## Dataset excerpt
□ □ □
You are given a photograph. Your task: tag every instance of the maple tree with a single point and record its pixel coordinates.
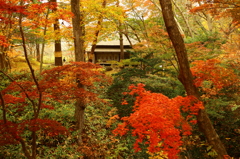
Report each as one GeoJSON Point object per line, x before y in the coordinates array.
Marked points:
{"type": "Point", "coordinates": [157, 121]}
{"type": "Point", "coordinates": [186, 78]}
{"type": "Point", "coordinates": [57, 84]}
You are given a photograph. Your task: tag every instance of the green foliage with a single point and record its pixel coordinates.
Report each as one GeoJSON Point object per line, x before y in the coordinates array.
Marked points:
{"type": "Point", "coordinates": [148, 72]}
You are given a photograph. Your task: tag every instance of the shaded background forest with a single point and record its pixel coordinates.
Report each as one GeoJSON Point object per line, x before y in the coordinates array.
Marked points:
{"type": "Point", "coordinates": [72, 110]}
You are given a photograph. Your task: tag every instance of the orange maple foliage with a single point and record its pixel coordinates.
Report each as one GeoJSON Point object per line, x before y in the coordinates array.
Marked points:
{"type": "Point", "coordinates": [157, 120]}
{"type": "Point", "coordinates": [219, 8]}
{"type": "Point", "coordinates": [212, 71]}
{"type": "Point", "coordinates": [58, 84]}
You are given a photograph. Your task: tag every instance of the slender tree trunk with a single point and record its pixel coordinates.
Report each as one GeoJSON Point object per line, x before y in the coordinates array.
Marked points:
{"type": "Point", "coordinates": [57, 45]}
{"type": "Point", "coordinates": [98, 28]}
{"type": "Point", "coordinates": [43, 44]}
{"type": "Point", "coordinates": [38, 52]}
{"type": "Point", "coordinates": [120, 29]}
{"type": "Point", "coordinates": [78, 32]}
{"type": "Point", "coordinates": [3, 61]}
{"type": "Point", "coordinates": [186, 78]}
□ □ □
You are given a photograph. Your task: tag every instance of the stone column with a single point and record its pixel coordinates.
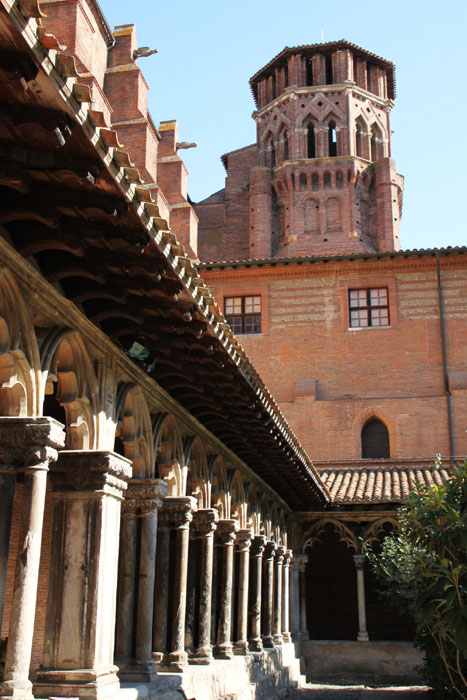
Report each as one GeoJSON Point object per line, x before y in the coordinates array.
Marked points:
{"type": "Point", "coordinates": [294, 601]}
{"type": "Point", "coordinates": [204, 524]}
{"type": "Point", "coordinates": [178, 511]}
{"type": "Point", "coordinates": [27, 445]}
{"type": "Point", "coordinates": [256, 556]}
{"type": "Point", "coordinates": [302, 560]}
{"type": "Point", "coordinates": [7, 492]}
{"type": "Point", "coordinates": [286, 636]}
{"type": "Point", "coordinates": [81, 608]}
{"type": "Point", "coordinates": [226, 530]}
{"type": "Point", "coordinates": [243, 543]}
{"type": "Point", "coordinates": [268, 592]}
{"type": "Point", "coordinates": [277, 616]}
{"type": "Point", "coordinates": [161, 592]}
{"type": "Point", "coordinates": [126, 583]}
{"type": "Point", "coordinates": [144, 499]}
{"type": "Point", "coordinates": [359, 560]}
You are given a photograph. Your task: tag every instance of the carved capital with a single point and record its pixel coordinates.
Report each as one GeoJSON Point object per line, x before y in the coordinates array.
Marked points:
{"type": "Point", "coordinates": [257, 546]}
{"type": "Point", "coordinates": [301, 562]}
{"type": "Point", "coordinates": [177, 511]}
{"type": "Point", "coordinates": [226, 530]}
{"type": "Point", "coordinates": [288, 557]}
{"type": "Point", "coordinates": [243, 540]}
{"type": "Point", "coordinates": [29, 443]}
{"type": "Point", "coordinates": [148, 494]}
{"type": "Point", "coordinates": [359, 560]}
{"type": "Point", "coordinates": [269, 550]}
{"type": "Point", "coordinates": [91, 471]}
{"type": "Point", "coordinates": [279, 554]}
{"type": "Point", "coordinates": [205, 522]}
□ □ □
## Goal
Pick out and copy every line of the entries above that contains the word "record". Case counts.

## Task solution
You are given a photograph. Your task: tag every instance of the maple tree with a single point and record its pixel coordinates.
You are given a photograph. Your task: tag every instance of the green foliage with a single point and record its pixel coordinates.
You are given a photograph. Your task: tag every instance of the shaded background forest with a single point and record its pixel coordinates.
You are given a photograph. Your task: tag every instance of the orange maple foliage with a single point and record its pixel coordinates.
You are given a photograph. Your task: tag every instance of the slender tree trunk with a single point and record its pixel coordinates.
You are given a photograph. Your task: tag every instance of the stone column with a single point and record its pixel coordinates.
You are given a photograph. Your task: tag every instance of the carved capital with a single point and record its pixel coordinates.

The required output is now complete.